[Brief]:
Please give the data again in full, exactly as provided.

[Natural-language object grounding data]
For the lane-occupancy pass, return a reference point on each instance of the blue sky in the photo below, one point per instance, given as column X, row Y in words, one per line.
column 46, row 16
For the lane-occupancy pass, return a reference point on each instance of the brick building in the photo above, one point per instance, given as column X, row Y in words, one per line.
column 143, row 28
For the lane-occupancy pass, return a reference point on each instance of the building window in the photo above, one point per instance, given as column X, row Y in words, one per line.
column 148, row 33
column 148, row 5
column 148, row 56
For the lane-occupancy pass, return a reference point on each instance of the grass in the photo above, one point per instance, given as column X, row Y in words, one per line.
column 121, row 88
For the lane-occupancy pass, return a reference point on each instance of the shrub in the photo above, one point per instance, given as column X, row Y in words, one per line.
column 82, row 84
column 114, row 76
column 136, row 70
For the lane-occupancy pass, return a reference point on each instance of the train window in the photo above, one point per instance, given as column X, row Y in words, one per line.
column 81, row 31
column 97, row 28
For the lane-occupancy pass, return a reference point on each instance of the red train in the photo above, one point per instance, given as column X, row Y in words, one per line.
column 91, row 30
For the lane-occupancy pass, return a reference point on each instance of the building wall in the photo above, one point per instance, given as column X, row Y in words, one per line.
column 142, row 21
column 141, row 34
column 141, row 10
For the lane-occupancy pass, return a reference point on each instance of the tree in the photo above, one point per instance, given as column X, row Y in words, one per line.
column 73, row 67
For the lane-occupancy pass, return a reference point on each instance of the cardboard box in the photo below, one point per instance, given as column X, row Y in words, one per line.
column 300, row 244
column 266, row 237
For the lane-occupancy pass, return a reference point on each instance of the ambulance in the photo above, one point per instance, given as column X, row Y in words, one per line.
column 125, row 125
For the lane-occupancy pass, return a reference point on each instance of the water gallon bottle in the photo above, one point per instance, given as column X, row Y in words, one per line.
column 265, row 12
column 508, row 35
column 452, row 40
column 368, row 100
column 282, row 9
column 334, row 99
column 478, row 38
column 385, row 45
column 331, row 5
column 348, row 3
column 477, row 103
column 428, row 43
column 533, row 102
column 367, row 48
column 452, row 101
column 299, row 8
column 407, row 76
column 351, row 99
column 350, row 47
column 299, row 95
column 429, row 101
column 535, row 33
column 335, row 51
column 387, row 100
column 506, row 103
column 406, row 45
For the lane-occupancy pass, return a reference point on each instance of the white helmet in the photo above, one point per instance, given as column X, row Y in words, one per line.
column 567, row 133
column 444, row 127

[Written solution]:
For the lane-occupancy pass, return a reference point on each instance of the blue sky in the photo below, one point per instance, given as column X, row Y in words, one per line.
column 46, row 16
For the lane-occupancy pass, return a reference point on each instance of the brick building in the photo above, one point per instance, given as column X, row Y in words, one per line.
column 143, row 28
For the lane-occupancy pass, return a reference point on each instance of the building window in the photo above, one point per instance, given as column X, row Y in words, one per line.
column 148, row 33
column 148, row 5
column 148, row 56
For the lane-occupancy pass, return a reference point on each instance of the grass in the photo above, one point per instance, given as column X, row Y in words, one per line.
column 121, row 88
For the lane-occupancy pass, return a reference point on each instance of the shrub in the photo above, one point per instance, given as column X, row Y in words, one per line.
column 82, row 84
column 114, row 76
column 136, row 70
For the lane-occupancy pass, return a reference point on each instance of the train window in the photo above, one point per instance, given as column X, row Y in words, one per line.
column 81, row 31
column 97, row 28
For the lane-occupancy pass, return a reference point on each instance of the red train in the photo above, one point per instance, given as column X, row Y in words, one per line.
column 91, row 30
For the lane-occupancy pass, return a reference point on each instance of the building wall in the photo above, one point per instance, given as column X, row Y in words, one per line.
column 142, row 21
column 141, row 34
column 141, row 10
For the lane-occupancy pass, return a reference point on each instance of the tree in the photo above, one point per instance, given as column X, row Y in words, one per line.
column 73, row 67
For the lane-occupancy pass, return a reference point on each instance of the cardboard box in the photo below, one point per instance, given as column X, row Y in words, one per line.
column 300, row 244
column 266, row 237
For the lane-occupancy pass, return a reference point on each instance of the ambulance in the photo above, one point per instance, given as column X, row Y in words, one per line.
column 125, row 125
For the lane-occupancy pass, return a reference point on each instance of the water gallon bottle in the photo above, one point per instance, given as column X, row Y in words, one per line.
column 265, row 12
column 508, row 35
column 452, row 40
column 368, row 100
column 282, row 9
column 334, row 99
column 478, row 38
column 385, row 45
column 331, row 5
column 348, row 3
column 477, row 103
column 428, row 43
column 533, row 102
column 367, row 48
column 452, row 101
column 299, row 8
column 407, row 76
column 351, row 99
column 350, row 47
column 299, row 95
column 429, row 101
column 535, row 33
column 335, row 51
column 387, row 100
column 506, row 103
column 406, row 45
For the lane-occupancy pass, return a reference point on each instance of the white helmet in the photo above, one point per instance, given as column X, row Y in words, one per line.
column 567, row 133
column 444, row 127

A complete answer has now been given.